## WORK ITEM
Continue the passage below on the study's outcome measures for the AI algorithm and the radiology residents, starting after its final sentence.

Main outcomes and measures: The learning performance of the AI algorithm was judged using the conventional ROC curve and the area under the curve (AUC) during training and field testing on the study data set. For the AI algorithm and radiology residents, the individual finding label performance was measured using the conventional measures of label-based sensitivity, specificity, and positive predictive value (PPV). In addition, the agreement with the ground truth on the assignment of findings to images was measured using the pooled κ statistic. The preliminary read performance was recorded for AI algorithm and radiology residents using new measures of mean image-based sensitivity, specificity, and PPV designed for recording the fraction of misses and overcalls on a per image basis. The 1-sided analysis of variance test was used to compare the means of each group (AI algorithm vs radiology residents) using the F distribution, and the null hypothesis was that the groups would have similar means.

## DATA FOR REVIEW

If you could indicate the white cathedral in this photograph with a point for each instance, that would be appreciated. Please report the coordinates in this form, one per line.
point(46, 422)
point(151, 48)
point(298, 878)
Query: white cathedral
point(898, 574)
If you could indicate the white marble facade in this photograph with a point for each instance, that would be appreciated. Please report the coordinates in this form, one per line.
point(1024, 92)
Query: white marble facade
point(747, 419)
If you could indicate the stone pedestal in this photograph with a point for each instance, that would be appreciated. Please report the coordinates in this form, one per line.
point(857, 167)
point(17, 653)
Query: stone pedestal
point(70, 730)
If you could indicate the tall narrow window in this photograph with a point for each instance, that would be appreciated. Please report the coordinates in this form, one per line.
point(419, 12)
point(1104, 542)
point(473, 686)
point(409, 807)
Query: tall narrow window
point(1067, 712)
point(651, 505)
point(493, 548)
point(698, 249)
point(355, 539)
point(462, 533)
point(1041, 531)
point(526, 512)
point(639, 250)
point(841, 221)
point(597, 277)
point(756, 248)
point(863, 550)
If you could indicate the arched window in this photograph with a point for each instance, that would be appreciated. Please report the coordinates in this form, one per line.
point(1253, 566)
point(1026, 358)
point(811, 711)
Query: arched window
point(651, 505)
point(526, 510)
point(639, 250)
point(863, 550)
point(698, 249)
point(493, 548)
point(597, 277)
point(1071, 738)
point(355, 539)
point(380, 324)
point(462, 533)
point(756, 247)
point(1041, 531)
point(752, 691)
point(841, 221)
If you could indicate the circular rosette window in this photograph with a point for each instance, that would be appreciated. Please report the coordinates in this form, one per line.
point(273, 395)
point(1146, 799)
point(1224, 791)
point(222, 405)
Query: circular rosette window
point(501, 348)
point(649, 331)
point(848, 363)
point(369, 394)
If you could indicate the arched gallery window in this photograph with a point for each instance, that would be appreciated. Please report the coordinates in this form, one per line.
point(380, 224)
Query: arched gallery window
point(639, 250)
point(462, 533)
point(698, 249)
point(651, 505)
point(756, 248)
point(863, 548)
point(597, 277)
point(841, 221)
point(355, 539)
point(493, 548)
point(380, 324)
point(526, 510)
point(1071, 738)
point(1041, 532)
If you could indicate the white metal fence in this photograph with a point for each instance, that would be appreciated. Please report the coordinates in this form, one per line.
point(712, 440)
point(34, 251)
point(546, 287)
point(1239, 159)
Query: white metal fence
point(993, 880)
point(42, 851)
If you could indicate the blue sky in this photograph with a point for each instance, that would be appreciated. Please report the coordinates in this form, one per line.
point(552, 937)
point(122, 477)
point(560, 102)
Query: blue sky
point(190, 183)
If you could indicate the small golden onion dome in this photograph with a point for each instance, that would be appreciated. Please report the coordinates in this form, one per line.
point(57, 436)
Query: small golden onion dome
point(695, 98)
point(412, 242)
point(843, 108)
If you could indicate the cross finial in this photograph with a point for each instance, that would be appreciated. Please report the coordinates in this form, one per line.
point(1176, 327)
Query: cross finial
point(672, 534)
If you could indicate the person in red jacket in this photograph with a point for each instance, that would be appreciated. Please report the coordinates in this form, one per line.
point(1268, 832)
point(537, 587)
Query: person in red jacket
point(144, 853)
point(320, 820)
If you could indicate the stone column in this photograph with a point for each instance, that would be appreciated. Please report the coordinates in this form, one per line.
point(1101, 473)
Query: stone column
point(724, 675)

## TASK ANSWER
Results: The trained AI algorithm achieved a mean AUC across labels of 0.807 (weighted mean AUC, 0.841) after training. On the study data set, which had a different prevalence distribution, the mean AUC achieved was 0.772 (weighted mean AUC, 0.865). The interrater agreement with ground truth finding labels for AI algorithm predictions had pooled κ value of 0.544, and the pooled κ for radiology residents was 0.585. For the preliminary read performance, the analysis of variance test was used to compare the distributions of AI algorithm and radiology residents' mean image-based sensitivity, PPV, and specificity. The mean image-based sensitivity for AI algorithm was 0.716 (95% CI, 0.704-0.729) and for radiology residents was 0.720 (95% CI, 0.709-0.732) (P = .66), while the PPV was 0.730 (95% CI, 0.718-0.742) for the AI algorithm and 0.682 (95% CI, 0.670-0.694) for the radiology residents (P < .001), and specificity was 0.980 (95% CI, 0.980-0.981) for the AI algorithm and 0.973 (95% CI, 0.971-0.974) for the radiology residents (P < .001).

Conclusions and relevance: These findings suggest that it is possible to build AI algorithms that reach and exceed the mean level of performance of third-year radiology residents for full-fledged preliminary read of AP frontal chest radiographs. This diagnostic study also found that while the more complex findings would still benefit from expert overreads, the performance of AI algorithms was associated with the amount of data available for training rather than the level of difficulty of interpretation of the finding. Integrating such AI systems in radiology workflows for preliminary interpretations has the potential to expedite existing radiology workflows and address resource scarcity while improving overall accuracy and reducing the cost of care.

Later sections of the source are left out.